Stated task =>
Retype the part of the records that opens with the line containing "For every instance of the green lawn, imagine" and runs through the end of the records, reproducing each line without any change.

Exercise inputs =>

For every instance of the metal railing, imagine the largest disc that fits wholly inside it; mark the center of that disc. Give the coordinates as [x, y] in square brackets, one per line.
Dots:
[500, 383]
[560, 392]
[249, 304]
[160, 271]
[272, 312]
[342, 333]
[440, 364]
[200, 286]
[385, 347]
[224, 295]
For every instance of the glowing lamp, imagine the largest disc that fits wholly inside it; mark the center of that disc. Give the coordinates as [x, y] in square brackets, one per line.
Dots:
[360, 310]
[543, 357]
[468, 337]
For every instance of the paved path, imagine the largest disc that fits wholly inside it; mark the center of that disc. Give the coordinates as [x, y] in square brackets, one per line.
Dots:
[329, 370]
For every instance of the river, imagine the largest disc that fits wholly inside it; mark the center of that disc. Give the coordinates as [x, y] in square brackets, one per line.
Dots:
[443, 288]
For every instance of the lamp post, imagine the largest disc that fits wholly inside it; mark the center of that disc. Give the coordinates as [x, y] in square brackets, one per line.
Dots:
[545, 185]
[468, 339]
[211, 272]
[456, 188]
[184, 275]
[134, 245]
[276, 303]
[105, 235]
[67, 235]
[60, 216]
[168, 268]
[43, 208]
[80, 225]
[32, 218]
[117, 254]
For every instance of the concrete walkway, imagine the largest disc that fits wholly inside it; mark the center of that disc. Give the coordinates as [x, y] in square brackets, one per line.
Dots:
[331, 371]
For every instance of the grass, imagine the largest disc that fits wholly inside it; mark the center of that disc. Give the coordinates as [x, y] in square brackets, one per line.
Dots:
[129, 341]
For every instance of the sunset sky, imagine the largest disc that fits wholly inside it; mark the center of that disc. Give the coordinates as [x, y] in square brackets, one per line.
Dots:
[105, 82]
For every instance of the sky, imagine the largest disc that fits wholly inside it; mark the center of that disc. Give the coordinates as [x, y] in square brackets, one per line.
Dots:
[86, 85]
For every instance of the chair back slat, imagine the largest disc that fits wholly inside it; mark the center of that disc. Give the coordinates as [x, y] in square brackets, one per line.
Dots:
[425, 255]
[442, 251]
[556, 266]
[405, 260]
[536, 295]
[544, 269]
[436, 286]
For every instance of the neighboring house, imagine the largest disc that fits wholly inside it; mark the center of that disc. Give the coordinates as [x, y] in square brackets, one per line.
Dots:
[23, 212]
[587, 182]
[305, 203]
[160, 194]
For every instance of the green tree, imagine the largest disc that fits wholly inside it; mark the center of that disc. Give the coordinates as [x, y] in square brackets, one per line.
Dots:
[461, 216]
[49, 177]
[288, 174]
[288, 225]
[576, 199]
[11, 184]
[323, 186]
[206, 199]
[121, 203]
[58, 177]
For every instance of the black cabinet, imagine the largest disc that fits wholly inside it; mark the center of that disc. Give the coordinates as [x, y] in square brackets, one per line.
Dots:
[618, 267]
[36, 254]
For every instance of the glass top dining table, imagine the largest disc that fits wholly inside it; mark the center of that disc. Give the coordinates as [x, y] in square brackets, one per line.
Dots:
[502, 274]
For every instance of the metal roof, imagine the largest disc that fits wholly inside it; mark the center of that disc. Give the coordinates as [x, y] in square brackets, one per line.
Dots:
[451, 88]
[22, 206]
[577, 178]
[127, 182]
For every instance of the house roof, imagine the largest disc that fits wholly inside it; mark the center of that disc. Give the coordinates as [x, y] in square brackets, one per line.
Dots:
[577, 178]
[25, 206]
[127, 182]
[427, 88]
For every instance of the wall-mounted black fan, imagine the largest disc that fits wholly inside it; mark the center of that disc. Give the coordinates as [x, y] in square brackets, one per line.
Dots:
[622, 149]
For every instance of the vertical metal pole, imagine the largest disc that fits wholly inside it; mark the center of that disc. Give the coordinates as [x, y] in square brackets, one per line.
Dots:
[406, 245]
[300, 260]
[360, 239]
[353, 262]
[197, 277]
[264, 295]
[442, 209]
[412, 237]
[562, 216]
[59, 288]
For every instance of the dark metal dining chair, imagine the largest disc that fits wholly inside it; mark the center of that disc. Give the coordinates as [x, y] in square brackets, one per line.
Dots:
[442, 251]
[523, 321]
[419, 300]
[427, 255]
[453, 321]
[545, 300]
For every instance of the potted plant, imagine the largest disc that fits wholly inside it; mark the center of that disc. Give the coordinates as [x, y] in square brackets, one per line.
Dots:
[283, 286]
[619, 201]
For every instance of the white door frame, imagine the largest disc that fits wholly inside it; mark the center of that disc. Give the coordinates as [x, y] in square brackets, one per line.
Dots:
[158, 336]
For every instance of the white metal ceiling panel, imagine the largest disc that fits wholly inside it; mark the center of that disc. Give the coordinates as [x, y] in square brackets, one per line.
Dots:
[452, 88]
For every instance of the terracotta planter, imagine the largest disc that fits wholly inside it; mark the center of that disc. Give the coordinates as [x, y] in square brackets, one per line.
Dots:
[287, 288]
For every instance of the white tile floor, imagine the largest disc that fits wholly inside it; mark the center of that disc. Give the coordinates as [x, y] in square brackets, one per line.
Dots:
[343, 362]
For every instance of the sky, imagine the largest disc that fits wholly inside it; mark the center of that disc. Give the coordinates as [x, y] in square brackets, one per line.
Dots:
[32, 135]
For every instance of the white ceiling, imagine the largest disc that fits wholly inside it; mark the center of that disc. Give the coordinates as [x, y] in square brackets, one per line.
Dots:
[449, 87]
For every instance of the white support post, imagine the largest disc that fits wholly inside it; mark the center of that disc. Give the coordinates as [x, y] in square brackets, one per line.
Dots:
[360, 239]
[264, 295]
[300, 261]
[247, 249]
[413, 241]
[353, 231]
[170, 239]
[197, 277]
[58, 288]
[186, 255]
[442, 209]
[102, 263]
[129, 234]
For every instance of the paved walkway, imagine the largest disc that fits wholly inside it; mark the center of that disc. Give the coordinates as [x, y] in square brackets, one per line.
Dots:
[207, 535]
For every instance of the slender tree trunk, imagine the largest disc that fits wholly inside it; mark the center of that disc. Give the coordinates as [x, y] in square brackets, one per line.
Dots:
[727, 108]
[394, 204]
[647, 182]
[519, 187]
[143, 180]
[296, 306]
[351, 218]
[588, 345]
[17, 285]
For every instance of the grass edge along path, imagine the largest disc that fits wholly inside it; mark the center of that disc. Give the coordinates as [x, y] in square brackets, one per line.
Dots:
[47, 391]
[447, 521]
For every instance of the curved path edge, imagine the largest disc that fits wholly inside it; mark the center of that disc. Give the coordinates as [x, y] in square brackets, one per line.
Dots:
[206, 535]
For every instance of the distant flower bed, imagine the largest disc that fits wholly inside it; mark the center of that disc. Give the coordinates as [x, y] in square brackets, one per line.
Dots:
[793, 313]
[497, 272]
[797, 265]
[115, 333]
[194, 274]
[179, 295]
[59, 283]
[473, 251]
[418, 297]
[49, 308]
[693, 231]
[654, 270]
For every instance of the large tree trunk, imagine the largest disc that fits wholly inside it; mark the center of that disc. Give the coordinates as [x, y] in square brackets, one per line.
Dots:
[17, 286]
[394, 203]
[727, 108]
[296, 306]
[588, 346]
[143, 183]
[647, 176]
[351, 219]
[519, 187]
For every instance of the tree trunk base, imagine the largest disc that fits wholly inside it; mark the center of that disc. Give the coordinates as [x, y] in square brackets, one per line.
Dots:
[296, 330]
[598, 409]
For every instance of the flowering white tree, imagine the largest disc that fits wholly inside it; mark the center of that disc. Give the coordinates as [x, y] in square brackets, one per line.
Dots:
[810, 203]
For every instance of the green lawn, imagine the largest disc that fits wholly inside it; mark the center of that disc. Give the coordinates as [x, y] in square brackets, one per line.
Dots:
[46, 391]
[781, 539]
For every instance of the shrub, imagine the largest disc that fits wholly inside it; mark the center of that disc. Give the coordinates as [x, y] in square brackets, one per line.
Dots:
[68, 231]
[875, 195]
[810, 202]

Correct output =>
For every instance of the green lawn, imagine the largest disc that fits wholly inside it; mark the center of that disc. Give the coordinates as [x, y] in square brackets, one per line.
Dots:
[46, 391]
[781, 539]
For every instance of the shrub, imagine the largest disc that fits wholly inside it; mark the center of that disc. Give the coordinates as [x, y] in square brackets, one per line.
Dots:
[68, 231]
[875, 195]
[810, 202]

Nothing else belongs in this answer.